Start of Information

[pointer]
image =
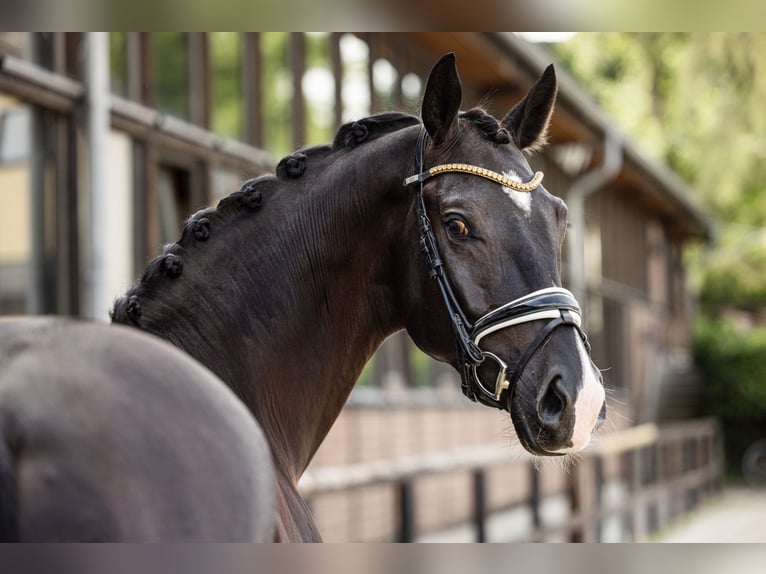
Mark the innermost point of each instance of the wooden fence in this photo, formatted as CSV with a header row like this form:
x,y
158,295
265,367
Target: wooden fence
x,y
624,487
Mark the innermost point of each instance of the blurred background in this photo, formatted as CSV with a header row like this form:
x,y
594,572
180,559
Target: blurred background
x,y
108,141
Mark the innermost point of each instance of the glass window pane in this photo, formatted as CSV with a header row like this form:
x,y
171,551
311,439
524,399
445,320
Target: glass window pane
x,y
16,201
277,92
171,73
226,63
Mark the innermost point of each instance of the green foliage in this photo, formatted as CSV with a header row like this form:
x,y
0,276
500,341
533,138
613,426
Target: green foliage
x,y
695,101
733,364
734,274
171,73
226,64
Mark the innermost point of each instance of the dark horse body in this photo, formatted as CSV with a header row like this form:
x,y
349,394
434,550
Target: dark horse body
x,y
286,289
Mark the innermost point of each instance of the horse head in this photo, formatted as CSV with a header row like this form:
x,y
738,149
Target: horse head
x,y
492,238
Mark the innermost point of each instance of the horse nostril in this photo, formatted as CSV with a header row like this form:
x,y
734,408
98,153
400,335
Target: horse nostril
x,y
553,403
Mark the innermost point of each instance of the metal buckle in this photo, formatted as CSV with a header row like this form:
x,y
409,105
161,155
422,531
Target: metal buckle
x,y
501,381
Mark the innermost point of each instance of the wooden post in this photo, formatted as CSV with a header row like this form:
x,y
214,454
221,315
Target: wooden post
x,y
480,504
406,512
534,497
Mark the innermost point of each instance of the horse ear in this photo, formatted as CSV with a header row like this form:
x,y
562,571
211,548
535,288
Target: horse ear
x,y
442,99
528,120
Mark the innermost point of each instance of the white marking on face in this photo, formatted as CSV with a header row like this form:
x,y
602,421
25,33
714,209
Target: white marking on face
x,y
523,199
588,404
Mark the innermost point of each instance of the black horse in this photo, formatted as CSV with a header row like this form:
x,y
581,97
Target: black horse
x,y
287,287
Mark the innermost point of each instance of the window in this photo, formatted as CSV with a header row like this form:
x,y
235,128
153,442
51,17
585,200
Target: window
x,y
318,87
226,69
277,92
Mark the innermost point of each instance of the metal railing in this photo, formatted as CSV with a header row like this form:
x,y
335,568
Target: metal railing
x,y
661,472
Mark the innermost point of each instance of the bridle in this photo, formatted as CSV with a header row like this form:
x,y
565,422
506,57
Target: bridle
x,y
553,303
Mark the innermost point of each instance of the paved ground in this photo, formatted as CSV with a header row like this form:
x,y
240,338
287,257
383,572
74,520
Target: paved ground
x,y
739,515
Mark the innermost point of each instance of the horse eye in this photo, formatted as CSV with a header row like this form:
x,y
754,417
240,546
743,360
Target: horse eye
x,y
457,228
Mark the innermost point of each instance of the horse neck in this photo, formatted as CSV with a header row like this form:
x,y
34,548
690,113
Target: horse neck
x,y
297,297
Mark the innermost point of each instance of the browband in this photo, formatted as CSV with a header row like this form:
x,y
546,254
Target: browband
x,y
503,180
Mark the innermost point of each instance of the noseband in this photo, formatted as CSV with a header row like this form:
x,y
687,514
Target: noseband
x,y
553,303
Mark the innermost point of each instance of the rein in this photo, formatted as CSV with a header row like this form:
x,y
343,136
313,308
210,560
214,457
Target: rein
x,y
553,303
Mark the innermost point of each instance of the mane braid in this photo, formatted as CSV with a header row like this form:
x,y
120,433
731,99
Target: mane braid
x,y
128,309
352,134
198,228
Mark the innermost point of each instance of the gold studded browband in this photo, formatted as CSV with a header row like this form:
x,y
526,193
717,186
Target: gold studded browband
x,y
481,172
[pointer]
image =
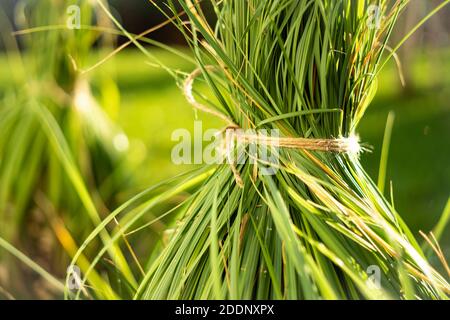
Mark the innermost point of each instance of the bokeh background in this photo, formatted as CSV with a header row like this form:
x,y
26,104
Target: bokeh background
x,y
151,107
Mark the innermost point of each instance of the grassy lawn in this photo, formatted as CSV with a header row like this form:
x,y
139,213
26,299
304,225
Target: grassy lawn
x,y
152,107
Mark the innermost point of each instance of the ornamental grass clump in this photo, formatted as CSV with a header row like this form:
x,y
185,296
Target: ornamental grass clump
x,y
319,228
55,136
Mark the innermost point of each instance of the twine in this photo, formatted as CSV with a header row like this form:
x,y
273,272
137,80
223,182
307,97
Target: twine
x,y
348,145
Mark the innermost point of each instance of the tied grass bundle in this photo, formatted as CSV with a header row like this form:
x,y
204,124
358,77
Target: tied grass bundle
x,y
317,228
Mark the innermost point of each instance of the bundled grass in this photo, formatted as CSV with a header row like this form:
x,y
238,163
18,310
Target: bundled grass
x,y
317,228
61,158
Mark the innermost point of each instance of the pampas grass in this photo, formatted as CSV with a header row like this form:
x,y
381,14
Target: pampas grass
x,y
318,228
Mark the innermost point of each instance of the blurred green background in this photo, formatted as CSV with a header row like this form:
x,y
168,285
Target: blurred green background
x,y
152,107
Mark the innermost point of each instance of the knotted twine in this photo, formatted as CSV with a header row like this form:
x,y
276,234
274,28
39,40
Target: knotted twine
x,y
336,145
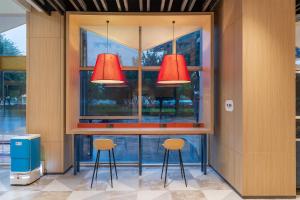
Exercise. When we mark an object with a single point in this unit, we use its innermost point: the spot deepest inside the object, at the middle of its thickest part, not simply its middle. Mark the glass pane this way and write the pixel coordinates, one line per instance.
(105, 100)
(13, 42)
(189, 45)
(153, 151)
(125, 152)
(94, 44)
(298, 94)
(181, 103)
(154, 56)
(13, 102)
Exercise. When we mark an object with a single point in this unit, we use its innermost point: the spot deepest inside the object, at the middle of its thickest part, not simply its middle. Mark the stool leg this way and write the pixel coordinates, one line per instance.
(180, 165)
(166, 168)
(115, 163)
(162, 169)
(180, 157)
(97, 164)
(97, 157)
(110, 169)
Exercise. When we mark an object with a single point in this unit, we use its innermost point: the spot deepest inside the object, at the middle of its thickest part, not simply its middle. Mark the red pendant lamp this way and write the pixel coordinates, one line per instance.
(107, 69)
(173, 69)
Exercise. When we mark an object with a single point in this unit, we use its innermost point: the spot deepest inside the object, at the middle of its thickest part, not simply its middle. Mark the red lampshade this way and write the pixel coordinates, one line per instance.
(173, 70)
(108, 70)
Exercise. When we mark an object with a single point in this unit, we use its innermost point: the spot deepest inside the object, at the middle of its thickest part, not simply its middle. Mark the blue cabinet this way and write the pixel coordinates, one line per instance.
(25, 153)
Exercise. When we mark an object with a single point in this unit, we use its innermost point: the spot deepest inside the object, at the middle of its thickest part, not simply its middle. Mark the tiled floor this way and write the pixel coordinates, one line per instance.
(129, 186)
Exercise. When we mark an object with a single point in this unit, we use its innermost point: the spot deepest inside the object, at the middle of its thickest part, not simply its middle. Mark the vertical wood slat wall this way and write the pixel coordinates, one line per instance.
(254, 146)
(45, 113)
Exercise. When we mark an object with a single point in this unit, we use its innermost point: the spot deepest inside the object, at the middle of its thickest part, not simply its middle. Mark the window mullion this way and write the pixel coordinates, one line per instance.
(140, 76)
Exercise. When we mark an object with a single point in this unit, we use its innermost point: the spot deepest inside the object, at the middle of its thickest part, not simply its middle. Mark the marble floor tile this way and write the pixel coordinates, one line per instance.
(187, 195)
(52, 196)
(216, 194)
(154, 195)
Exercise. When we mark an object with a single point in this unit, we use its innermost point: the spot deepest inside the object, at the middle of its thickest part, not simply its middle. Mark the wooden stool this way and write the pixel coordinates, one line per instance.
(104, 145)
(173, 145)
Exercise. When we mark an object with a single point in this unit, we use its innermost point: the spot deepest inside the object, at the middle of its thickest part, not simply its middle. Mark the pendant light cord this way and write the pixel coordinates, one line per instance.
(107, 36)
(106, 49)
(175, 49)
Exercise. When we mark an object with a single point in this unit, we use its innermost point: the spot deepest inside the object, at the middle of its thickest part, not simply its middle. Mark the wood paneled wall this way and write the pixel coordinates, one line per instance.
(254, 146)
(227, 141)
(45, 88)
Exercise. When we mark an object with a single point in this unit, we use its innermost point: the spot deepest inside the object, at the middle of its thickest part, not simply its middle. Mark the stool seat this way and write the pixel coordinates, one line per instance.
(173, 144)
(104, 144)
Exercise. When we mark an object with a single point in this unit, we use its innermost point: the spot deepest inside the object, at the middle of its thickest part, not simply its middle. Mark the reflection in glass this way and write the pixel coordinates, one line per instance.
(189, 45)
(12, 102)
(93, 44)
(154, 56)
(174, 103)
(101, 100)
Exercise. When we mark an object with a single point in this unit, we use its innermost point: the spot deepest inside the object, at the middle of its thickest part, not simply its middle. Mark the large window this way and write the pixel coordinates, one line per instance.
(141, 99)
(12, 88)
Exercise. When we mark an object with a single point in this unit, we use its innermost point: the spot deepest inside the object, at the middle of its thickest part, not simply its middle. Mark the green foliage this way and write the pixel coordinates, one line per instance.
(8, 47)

End of Information

Where the line containing "Mark the large" appears in the records above, begin copying and continue through the last line; copy each line exactly and include no others.

Exercise. When we mark an object with a single point in this unit, we use its innermost point: the spot deepest inside the object, at the middle of its thickest part, not simply its middle. Mark the large window this way and write the pixel coordinates, one line per instance.
(141, 99)
(12, 88)
Exercise. When we mark an object with a single point in this unit, we use its innermost point: the spot deepest inside the object, at the middle of its thickest part, not simply its middle. Mark the green foliage this way and write the pixel coordinates, one line per instance.
(8, 47)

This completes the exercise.